Entries from a point annotation set
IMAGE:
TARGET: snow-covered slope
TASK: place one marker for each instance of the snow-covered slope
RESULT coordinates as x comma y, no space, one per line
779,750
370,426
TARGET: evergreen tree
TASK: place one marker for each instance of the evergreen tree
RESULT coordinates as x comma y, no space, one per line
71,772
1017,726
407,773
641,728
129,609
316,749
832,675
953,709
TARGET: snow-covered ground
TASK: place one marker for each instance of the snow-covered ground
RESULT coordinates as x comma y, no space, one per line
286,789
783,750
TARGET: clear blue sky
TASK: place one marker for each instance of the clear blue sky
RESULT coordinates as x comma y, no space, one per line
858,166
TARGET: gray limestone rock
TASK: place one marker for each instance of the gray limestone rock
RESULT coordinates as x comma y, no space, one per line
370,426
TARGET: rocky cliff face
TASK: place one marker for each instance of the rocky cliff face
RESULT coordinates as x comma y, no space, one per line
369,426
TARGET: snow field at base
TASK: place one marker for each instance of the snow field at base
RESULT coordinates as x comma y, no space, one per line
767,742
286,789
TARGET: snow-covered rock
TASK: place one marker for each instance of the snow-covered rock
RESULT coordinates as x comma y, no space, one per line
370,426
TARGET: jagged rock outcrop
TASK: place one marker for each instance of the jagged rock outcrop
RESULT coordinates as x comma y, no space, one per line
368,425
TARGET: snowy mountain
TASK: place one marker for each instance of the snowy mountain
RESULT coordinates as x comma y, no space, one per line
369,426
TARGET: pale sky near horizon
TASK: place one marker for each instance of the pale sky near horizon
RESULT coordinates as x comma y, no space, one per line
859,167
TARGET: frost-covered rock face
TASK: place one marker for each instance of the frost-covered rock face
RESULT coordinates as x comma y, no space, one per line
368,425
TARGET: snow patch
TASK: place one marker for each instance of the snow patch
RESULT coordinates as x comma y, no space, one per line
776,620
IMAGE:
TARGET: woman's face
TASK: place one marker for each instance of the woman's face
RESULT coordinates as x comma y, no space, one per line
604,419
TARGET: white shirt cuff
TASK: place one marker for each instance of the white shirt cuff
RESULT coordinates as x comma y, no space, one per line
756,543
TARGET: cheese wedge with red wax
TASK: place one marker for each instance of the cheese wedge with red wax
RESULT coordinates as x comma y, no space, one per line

* DIRECTIONS FOR THIS TASK: Return every line from the one holding "TARGET: gray limestone rock" through the end of the data, exactly as it appears, with both ends kept and nothing else.

* SOLUTION BELOW:
TARGET: gray limestone rock
TASK: place one marker for each instance of the gray limestone rock
RESULT coordinates as x comma y, no space, one per line
370,426
TARGET: rocky cliff face
TASK: place one marker for each instance of the rocky cliff face
RESULT coordinates as x comma y, no space, one per line
369,426
TARGET: snow field at base
TASK: place one marker for each instance of the snow field at base
RESULT coordinates as x comma y, no space, one per line
767,742
286,789
TARGET: snow-covered rock
TASK: place one marker for each instance of the snow-covered rock
RESULT coordinates as x comma y, no space, one per line
370,426
TARGET: jagged rock outcrop
TASK: place one marker for each instance of the jagged rock outcrop
RESULT coordinates as x comma y, no space, one per line
368,425
TARGET: snowy mountain
TASK: place one marker for each instance of the snowy mountain
RESULT coordinates as x comma y, no space, one per line
369,426
TARGET: pale sky near horizon
TASK: place one marker for each instance of the pale sky near horizon
RESULT coordinates as x comma y, no space, one per line
859,167
TARGET: frost-covered rock face
TASK: place one marker for each instance of the frost-covered rock face
RESULT coordinates as x comma y, no space, one per line
368,425
TARGET: snow patch
TASK: place one marker for each instance of the snow patch
RESULT coordinates as x comma y, no space, one per line
776,620
IMAGE:
TARGET: woman's face
TASK: place one marker for each instance of the woman's face
RESULT coordinates as x comma y, no space, one per line
604,419
TARGET: white shirt cuff
TASK: place one marker for each instance of the white shirt cuff
RESULT coordinates as x comma y, no space, one per line
756,543
TARGET: cheese wedge with red wax
TASK: place one marker for each instance of the cheese wedge with red wax
RESULT coordinates as x comma y, no space, one per line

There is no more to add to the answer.